What you have to do -
In the excerpt on ceramic donor members below, turn the paragraph that begins "Currently, ceramic materials are used" into a short bulleted list that keeps its main facts.

Excerpt to read -
• • • • • • •

Currently, ceramic materials are used for donor members such as
donor members used in hybrid scavengeless development apparatuses
and hybrid jumping development (HJD). Several problems may be
associated with the use of ceramic materials inciuding non-uniform
thickness, non-uniform run-out, pinhole defects, and rough surface finish.
These problems can result in print defects. The problems are not easily
overcome because they may be related to the deformation of substrate
during high temperature thermal spray coating of ceramic materials.
Grinding the ceramic coatings is needed to provide the desired surface
finish.
However, with the coatings of the present invention, the above
problems with use of ceramic materials are reduced or eliminated.
U.S. Patent 5,600,414 discloses a charging roller with blended
ceramic layer. The ceramic layer includes plasma spraying of a blend of
insulating ceramic material and a semiconductive ceramic material in a
specified ratio. The desired blend is alumina and titania.

• • • • • • •

Provided data -
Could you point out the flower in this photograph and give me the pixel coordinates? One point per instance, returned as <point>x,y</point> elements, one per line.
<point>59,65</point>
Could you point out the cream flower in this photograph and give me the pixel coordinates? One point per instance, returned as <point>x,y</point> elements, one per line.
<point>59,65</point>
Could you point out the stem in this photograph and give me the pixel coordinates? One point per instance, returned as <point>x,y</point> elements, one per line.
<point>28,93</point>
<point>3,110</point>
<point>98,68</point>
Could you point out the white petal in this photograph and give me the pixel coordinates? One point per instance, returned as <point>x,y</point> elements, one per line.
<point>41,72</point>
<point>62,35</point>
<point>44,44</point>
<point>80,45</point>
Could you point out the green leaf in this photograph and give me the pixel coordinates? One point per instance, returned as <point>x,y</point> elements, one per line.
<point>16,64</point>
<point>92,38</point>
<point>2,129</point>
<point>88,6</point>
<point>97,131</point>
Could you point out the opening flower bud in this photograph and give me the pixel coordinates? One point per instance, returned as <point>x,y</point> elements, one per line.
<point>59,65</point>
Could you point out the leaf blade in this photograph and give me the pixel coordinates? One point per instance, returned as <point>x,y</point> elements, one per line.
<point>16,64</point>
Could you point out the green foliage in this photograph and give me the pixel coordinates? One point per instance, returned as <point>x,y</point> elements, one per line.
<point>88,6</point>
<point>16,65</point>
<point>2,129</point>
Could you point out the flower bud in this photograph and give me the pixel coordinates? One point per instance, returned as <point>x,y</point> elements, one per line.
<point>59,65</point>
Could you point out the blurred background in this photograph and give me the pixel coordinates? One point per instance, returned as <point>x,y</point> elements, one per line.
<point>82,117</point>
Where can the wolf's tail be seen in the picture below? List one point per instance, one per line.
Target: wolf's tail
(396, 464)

• • • • • • •

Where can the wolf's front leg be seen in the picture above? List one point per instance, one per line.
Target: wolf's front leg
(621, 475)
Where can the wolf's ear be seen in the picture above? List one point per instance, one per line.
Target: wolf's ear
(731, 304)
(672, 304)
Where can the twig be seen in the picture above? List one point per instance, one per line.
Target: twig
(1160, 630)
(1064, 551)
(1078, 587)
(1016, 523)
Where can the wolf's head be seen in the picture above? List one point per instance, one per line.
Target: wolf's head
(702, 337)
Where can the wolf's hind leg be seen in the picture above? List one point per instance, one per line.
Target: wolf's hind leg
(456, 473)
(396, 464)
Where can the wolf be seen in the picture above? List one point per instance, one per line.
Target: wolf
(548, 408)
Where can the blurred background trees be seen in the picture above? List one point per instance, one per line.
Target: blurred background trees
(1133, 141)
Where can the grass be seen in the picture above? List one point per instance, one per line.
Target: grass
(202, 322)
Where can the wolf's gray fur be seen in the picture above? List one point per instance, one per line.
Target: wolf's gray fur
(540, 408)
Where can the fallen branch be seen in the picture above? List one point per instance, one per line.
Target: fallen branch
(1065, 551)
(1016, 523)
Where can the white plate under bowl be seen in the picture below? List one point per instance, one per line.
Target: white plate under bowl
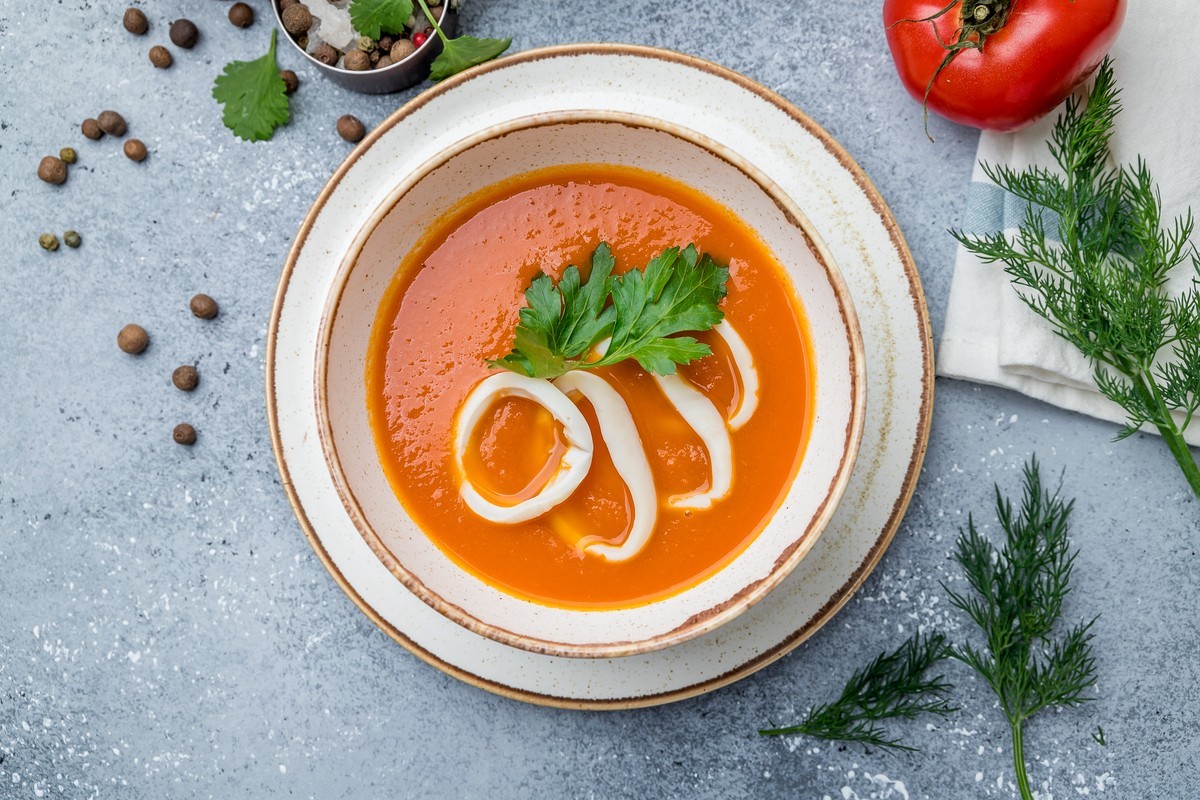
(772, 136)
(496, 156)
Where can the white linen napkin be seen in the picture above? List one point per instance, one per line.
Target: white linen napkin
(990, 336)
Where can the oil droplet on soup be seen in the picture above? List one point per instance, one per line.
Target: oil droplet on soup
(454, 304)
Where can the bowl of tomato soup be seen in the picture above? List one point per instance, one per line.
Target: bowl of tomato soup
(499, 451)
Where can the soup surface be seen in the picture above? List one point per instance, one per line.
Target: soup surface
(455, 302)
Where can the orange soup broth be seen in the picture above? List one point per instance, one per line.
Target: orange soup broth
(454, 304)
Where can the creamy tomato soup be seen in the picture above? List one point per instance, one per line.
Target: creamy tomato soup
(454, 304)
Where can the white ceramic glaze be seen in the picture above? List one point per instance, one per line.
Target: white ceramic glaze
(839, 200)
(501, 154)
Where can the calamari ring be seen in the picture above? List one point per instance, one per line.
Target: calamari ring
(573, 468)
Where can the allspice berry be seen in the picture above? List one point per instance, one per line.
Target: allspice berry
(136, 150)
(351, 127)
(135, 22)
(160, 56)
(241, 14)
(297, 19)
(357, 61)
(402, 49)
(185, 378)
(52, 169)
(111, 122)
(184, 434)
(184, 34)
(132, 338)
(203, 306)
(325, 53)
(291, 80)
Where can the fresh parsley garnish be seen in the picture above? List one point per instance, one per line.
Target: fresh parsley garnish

• • • • • • •

The response -
- Ceramic materials are currently used for donor members, such as those in hybrid scavengeless development apparatuses and hybrid jumping development (HJD).
- Problems with ceramics can include non-uniform thickness, non-uniform run-out, pinhole defects, and rough surface finish.
- These problems can cause print defects.
- They are hard to overcome because they may stem from substrate deformation during high-temperature thermal spray coating of the ceramic.
- The ceramic coatings must be ground to reach the desired surface finish.